YOUR OBJECTIVE: Give back the lines of the records exactly, starting at the first and ending at the one with "Target: white paper".

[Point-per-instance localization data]

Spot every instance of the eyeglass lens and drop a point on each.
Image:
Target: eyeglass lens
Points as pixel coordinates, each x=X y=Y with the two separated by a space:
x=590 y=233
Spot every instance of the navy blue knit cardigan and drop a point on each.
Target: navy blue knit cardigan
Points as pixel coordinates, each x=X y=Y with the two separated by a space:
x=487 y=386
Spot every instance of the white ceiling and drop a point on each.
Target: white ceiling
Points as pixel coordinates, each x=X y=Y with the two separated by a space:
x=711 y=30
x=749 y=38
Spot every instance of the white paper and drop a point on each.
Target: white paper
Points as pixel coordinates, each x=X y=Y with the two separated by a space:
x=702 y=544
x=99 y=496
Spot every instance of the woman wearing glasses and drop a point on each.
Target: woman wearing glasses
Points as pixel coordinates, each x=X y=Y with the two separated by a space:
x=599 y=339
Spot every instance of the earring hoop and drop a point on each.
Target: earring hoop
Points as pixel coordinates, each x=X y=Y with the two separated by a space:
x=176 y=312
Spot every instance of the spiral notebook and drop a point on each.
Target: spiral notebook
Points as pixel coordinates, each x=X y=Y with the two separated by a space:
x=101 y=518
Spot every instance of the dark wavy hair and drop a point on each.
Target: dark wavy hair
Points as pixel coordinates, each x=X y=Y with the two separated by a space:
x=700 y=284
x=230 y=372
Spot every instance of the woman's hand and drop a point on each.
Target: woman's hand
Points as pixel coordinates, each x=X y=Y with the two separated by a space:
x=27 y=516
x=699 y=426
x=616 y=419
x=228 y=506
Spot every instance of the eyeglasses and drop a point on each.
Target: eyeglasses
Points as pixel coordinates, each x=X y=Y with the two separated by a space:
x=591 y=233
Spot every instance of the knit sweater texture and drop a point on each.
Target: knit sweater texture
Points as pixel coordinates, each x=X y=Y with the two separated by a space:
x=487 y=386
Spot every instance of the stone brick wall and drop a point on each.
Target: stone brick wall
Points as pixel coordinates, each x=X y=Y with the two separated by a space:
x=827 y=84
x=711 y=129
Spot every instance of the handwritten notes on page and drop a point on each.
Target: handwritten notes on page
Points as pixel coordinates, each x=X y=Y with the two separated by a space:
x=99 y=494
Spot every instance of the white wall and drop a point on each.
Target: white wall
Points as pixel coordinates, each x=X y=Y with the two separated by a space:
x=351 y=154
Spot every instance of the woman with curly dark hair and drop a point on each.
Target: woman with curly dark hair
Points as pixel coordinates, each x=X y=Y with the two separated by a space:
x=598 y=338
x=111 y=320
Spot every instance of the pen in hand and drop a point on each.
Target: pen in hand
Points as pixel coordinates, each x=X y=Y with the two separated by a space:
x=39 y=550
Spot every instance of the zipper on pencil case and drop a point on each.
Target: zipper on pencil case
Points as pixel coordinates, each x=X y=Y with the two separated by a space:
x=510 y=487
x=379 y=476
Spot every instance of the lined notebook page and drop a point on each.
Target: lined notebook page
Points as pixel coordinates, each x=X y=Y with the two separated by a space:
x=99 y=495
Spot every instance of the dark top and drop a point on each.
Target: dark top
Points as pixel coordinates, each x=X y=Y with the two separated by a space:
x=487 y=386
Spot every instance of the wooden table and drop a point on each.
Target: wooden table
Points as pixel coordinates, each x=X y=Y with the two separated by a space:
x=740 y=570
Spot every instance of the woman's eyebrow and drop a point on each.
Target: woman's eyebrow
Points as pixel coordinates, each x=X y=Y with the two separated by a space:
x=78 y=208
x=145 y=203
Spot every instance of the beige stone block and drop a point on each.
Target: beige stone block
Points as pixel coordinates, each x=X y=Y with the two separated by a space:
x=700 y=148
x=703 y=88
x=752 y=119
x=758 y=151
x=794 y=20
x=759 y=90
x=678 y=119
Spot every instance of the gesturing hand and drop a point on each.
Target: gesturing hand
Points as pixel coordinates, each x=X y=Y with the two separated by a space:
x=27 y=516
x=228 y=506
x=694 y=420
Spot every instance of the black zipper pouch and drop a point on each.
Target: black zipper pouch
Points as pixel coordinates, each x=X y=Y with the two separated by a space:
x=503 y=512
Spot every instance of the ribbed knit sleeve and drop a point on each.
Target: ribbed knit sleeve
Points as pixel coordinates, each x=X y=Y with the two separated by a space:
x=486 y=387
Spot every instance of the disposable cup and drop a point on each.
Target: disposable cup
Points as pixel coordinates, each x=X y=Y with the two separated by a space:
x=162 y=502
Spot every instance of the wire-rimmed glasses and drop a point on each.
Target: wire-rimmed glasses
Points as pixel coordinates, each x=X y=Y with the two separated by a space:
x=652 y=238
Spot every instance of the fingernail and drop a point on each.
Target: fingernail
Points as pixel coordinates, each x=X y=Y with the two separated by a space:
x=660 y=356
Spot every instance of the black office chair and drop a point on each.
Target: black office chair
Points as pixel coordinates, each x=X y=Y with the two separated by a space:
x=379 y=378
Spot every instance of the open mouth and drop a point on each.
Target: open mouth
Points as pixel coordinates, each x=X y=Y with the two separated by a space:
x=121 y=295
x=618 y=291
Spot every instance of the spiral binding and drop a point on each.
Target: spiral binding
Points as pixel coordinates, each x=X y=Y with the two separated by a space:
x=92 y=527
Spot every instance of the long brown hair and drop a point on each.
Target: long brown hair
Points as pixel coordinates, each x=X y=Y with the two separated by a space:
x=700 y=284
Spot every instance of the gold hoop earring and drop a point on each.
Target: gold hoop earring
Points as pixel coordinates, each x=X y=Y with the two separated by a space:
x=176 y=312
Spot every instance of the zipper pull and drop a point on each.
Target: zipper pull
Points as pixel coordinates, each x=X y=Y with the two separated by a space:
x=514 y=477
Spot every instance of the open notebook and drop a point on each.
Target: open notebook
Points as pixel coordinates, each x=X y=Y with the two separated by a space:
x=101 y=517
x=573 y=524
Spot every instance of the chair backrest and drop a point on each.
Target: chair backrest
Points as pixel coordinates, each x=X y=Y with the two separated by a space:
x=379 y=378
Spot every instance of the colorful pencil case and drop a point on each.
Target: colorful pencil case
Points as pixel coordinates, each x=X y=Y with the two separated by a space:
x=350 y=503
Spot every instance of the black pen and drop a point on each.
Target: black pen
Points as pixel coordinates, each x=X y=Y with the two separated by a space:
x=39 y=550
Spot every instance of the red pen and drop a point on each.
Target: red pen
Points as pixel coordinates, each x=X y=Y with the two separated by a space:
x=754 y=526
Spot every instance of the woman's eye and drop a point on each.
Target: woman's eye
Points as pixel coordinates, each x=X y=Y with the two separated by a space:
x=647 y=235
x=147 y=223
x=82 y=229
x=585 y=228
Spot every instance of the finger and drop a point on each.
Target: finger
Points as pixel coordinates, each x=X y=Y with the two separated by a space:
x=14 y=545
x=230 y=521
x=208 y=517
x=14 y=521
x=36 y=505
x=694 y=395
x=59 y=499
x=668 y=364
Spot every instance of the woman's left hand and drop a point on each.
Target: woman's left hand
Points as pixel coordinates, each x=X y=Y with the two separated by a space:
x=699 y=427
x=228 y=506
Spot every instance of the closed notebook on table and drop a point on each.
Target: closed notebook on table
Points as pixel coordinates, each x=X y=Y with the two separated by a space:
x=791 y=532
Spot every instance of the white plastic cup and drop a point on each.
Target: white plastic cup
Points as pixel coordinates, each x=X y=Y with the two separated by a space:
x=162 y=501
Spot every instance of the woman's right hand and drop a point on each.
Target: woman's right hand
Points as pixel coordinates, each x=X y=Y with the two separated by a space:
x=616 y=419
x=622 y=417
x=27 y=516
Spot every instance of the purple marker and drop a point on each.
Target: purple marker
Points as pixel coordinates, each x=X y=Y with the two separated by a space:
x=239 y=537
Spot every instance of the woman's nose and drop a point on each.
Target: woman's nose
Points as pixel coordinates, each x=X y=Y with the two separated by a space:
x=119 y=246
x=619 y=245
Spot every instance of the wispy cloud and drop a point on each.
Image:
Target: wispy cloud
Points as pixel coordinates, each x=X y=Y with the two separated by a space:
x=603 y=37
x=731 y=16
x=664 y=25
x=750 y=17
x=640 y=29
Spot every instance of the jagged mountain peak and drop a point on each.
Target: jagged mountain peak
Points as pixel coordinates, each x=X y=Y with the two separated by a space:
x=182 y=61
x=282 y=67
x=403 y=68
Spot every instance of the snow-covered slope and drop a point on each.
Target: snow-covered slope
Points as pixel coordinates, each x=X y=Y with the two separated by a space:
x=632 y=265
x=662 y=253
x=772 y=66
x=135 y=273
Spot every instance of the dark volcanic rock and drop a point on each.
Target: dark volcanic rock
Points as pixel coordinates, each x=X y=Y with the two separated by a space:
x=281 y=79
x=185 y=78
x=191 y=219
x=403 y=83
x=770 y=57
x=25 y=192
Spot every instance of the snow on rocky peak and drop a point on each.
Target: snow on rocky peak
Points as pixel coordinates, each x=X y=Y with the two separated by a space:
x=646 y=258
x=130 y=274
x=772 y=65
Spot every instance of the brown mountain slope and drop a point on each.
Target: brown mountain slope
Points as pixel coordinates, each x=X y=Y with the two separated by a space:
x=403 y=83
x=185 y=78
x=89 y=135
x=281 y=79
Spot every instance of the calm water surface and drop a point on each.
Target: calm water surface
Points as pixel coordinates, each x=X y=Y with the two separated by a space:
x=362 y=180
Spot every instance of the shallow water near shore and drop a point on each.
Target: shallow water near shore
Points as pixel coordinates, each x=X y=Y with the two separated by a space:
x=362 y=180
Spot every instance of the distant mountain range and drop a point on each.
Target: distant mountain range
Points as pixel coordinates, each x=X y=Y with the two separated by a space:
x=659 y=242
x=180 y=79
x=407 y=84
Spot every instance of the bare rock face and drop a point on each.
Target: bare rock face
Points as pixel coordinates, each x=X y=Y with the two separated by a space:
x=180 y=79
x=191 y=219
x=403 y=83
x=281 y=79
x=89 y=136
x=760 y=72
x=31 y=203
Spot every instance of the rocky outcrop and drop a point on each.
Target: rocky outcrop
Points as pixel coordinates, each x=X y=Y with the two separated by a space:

RESULT OF THIS TASK:
Spot every instance of the eyeglass lens and drop a point on each.
Image:
Target: eyeglass lens
Points as pixel coordinates, each x=X y=Y with the two separated by a space:
x=590 y=233
Spot every instance of the navy blue knit cardigan and drop a point on each.
Target: navy blue knit cardigan
Points as pixel coordinates, each x=X y=Y with the two separated by a space:
x=487 y=386
Spot every instance of the white ceiling and drop a point on each.
Target: white ceiling
Points as pixel coordinates, each x=X y=Y with the two separated by a space:
x=711 y=30
x=749 y=38
Spot every instance of the white paper and drop a point on each.
Target: white paper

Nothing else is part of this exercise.